> [Exercise requirements]: Summarize the passage on axial elongation and visual acuity in two sentences.
━━━━━ Text ━━━━━
For the Bifocal + Atropine group, the mean axial length was 24.37 mm at baseline and 24.67 mm at 3 years, and the unadjusted elongation was 0.30 mm (95% CI, 0.23 — 0.36). For the Bifocal group, mean axial length was 24.31 mm at baseline and 24.70 mm at 3 years, and the unadjusted elongation was 0.38 mm (95% CI, 0.33 — 0.44). For the Single Vision group, axial length was 24.50 mm at baseline and 25.16 mm at 3 years, and the unadjusted elongation was 0.67 mm (95% CI, 0.60 — 0.73) (Figure 1B).

The 3-year adjusted axial elongation was 0.31 mm (95% CI, 0.25 — 0.37) for the Bifocal + Atropine group, 0.39 mm (95% CI, 0.34 — 0.44) for the Bifocal group, and 0.68 mm (95% CI, 0.61 — 0.74) for the Single Vision group. The difference in axial elongation was −0.08 mm (95% CI, −0. 16 to +0.002) between the Bifocal + Atropine versus Bifocal group and −0.37 mm (95% CI, −0.46 to −0.28) between the Bifocal + Atropine versus Single Vision group (Table 2).

At the final visit, the mean high-contrast distance logMAR visual acuity was significantly different between the three groups (P = .017; Table 2). Specifically, the high-contrast distance logMAR visual acuity for both the Bifocal + Atropine group (−0.06) and the Single Vision group (−0.06) was significantly better than the Bifocal group (−0.03), but the difference was less than 2 letters (i.e., not clinically meaningful). The Bifocal + Atropine group was not significantly different from the Single Vision group for the high-contrast distance logMAR visual acuity. Similarly, the mean high-contrast near logMAR visual acuity was significantly different between the three groups (P < .01). The high-contrast near logMAR visual acuity for both the Bifocal + Atropine group (−0. 13) and the Single Vision group (−0.11) was significantly better than the Bifocal group (−0.07), but the difference was no more than 3 letters. The Bifocal + Atropine group was not significantly different from the Single Vision group for the high-contrast near logMAR visual acuity. The mean low-contrast distance logMAR visual acuity was also significantly different between the three groups (P < .01). The low-contrast distance logMAR visual acuity for the Single Vision group (0.07) was significantly better than both the Bifocal + Atropine group (0.12) and the Bifocal group (0.11), but the difference was again less than 3 letters. The Bifocal + Atropine group was not significantly different from the Bifocal group for the low-contrast distance logMAR visual acuity.
━━━━━ The data ━━━━━
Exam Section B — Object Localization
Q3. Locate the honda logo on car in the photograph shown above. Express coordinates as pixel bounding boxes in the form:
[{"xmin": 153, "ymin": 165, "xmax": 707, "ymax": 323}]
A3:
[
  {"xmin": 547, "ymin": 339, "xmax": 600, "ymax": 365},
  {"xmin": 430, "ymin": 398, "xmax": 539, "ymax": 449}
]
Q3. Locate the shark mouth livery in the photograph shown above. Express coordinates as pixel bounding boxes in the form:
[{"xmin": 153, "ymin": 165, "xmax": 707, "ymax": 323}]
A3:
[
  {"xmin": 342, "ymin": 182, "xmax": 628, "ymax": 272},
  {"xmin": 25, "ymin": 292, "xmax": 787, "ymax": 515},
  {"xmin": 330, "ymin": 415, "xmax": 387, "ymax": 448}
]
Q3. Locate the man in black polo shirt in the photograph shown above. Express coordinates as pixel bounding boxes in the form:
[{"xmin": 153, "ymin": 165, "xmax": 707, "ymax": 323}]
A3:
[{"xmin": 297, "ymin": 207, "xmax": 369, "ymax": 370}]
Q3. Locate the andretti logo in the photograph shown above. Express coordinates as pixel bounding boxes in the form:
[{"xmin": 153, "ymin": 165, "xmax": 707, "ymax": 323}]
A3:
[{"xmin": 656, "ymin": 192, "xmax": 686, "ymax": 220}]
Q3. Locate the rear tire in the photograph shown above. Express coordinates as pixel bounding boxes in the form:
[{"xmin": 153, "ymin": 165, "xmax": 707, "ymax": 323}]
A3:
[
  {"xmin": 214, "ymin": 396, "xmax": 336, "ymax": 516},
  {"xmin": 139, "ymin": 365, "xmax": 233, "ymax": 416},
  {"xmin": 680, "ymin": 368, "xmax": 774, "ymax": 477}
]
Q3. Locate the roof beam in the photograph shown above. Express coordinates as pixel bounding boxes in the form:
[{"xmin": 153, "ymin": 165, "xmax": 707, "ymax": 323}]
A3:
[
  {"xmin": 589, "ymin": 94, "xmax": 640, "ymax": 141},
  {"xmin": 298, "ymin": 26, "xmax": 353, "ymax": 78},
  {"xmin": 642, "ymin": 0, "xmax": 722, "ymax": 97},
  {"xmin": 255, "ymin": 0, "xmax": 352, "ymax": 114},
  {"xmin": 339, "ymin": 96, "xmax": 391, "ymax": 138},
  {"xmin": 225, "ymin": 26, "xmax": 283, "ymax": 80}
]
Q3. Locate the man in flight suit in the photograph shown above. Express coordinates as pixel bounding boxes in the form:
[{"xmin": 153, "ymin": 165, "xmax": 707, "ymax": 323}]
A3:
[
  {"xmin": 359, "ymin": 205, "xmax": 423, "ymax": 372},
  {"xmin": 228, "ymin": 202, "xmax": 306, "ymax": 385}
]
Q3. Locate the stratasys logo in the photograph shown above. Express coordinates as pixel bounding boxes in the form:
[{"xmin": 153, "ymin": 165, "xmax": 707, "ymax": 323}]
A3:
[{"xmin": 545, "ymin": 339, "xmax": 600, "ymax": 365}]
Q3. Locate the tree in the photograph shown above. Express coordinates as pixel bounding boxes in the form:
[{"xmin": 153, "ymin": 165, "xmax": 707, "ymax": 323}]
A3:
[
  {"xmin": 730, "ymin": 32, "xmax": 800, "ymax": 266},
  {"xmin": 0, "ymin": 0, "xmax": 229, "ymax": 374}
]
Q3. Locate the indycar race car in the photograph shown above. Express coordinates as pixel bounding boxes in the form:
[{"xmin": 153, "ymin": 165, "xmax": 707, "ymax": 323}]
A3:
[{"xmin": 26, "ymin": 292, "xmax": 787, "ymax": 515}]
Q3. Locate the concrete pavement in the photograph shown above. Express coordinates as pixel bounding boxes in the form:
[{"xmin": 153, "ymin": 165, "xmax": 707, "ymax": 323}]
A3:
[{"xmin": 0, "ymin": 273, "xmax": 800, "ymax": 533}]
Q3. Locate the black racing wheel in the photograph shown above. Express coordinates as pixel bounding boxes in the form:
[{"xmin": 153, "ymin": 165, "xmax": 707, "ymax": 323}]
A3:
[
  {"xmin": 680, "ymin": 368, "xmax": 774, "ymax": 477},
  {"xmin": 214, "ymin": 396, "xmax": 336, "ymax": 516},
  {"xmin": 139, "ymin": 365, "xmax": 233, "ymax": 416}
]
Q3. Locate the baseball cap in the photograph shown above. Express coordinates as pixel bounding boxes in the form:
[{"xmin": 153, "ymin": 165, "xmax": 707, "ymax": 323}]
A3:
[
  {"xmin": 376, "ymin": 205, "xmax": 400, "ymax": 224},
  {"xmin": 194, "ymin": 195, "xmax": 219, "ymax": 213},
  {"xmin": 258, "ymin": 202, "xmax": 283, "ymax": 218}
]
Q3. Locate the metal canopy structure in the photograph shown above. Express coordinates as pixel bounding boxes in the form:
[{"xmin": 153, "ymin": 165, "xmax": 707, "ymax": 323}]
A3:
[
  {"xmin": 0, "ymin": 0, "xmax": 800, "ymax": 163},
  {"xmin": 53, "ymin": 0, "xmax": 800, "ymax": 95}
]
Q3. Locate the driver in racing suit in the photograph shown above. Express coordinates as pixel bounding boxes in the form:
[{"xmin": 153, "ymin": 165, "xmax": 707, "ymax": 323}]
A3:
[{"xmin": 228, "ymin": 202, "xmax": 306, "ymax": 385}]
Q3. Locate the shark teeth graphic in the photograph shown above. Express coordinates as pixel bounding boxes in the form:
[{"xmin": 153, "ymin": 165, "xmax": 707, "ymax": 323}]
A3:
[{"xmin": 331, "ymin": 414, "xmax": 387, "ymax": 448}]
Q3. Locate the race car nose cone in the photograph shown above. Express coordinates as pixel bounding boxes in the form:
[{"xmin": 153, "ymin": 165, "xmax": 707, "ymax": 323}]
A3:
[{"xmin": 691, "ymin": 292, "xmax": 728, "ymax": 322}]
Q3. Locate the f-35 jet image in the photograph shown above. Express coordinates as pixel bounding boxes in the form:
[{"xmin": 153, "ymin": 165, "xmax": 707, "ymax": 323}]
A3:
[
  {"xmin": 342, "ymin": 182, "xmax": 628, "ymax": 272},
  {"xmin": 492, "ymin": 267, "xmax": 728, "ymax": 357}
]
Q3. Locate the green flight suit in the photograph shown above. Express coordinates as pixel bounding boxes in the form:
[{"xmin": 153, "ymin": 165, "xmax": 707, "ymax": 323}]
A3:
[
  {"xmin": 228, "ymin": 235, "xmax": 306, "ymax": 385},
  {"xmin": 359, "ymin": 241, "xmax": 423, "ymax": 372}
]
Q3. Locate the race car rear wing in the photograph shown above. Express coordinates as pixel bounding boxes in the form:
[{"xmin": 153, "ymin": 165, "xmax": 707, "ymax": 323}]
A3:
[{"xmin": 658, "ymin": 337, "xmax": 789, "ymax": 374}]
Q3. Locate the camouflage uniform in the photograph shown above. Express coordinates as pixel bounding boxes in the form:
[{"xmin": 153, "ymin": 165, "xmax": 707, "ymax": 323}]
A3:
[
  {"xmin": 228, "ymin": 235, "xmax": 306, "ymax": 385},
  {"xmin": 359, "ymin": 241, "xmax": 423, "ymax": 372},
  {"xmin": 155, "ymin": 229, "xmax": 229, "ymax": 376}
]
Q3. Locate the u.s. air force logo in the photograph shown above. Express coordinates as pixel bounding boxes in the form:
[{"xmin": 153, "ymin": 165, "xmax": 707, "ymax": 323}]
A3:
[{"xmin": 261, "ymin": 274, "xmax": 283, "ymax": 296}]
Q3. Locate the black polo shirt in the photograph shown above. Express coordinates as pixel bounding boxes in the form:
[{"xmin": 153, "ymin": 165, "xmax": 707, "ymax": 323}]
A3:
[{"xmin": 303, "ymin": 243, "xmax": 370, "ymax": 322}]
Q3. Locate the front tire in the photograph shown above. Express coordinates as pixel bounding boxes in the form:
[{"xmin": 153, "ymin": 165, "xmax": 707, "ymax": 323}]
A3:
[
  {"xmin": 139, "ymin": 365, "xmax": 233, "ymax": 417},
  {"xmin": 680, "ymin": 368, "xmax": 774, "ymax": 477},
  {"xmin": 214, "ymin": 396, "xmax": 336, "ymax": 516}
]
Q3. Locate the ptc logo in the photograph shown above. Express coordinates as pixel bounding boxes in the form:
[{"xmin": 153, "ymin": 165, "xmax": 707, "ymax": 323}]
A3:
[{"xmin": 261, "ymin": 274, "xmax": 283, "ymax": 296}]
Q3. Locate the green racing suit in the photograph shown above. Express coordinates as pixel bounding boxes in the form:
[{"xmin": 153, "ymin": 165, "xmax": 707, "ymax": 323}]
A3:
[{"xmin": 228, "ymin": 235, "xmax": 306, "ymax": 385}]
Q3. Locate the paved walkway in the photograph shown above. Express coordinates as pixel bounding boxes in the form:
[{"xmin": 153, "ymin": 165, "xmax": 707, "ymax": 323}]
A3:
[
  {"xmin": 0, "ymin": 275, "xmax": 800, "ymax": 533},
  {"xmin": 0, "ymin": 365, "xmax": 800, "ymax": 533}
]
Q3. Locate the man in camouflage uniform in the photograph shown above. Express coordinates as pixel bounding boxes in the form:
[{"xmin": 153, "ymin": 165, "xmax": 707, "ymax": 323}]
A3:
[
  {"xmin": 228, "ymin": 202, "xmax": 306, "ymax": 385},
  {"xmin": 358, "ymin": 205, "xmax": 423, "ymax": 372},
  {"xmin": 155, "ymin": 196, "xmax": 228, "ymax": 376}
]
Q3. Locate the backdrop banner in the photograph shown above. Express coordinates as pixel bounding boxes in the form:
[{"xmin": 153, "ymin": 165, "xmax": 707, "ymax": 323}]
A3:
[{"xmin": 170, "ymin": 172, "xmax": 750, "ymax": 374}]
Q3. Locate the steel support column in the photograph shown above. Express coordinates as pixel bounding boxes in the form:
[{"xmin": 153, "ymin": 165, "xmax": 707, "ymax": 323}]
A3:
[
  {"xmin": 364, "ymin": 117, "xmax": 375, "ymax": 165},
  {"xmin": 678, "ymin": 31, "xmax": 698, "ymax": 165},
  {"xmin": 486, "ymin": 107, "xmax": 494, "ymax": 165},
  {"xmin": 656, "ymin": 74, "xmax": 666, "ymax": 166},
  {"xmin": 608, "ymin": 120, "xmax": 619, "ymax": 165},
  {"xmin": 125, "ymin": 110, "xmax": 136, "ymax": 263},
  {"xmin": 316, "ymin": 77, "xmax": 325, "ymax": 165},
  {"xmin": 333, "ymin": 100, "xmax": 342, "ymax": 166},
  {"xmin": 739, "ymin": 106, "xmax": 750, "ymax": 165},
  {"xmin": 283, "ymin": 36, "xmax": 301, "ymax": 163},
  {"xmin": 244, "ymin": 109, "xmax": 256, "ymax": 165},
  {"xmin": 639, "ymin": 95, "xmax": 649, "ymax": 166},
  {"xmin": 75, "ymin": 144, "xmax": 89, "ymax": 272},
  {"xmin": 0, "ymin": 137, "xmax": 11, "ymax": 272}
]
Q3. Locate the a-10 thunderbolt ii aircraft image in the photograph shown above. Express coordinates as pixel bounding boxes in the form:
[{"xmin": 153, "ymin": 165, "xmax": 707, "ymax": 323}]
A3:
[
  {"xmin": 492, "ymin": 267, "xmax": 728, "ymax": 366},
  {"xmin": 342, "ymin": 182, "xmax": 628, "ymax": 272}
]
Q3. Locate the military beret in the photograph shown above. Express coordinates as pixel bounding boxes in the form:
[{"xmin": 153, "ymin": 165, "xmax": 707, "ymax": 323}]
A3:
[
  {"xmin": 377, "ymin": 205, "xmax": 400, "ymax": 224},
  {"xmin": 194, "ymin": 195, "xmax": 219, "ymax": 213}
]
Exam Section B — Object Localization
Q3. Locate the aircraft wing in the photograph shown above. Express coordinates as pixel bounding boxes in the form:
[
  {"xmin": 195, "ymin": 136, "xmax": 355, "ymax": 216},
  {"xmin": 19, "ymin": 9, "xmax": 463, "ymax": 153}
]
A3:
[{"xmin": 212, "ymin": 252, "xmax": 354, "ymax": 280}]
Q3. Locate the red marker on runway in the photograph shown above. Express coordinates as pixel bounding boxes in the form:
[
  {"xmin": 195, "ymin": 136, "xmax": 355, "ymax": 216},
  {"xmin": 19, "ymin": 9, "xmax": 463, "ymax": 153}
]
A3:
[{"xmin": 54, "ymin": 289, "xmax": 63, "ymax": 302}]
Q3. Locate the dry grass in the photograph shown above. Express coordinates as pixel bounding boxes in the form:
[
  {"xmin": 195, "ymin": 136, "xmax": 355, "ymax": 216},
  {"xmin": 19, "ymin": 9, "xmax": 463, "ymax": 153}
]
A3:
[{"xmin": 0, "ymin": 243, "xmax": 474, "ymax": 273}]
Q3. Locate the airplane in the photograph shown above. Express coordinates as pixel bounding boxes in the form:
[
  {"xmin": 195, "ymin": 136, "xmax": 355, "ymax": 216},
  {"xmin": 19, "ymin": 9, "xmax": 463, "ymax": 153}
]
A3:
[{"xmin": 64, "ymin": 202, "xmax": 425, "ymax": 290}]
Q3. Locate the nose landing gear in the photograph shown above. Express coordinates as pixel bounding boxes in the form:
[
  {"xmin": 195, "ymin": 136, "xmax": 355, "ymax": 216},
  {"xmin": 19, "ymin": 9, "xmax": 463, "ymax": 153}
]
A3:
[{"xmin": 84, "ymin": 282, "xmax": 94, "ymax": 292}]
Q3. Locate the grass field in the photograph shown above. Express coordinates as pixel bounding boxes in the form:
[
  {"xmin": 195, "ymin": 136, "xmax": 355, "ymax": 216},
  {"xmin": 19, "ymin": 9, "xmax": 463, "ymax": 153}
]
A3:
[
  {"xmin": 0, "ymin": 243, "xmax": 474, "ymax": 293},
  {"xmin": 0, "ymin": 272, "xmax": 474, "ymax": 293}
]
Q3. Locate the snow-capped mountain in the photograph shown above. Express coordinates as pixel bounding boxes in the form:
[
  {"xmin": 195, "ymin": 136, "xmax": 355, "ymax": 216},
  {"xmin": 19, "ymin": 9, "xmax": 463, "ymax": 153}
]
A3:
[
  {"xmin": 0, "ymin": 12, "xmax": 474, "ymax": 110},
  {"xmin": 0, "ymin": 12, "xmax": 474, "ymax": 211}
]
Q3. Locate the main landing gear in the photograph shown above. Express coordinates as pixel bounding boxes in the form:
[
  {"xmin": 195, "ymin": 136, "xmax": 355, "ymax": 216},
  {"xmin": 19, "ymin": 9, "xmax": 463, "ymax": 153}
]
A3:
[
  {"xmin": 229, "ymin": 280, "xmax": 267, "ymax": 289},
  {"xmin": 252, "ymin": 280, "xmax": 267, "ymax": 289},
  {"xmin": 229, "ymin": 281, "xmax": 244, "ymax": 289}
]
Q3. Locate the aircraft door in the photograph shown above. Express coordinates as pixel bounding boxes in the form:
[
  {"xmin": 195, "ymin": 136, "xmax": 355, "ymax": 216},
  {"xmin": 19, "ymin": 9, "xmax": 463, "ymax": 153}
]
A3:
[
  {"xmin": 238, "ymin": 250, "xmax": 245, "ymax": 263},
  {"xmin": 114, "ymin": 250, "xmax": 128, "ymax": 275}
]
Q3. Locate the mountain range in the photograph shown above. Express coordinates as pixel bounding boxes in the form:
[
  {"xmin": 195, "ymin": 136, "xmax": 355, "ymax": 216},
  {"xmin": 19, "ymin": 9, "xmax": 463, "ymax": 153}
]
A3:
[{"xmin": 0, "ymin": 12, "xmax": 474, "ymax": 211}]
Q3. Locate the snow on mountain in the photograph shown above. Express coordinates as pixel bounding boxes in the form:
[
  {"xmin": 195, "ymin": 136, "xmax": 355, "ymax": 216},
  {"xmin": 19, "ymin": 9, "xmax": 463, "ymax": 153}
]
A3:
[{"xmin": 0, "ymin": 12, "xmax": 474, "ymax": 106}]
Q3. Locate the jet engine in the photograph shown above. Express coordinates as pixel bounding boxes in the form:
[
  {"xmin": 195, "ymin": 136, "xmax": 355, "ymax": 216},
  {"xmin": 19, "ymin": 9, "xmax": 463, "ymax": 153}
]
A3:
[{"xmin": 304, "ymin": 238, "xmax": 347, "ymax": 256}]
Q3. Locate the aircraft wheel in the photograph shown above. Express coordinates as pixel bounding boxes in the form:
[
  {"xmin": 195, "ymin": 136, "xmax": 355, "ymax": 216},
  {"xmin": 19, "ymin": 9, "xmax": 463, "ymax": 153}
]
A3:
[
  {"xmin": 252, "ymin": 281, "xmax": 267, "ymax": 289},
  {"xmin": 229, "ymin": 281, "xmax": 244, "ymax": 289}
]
━━━━━
> [Result below]: Over 3 years, adjusted axial elongation was 0.31 mm in the Bifocal + Atropine group, 0.39 mm in the Bifocal group, and 0.68 mm in the Single Vision group, a difference of −0.37 mm between Bifocal + Atropine and Single Vision. At the final visit, high-contrast distance, high-contrast near, and low-contrast distance visual acuity differed significantly among the three groups, but each difference was no more than 3 letters.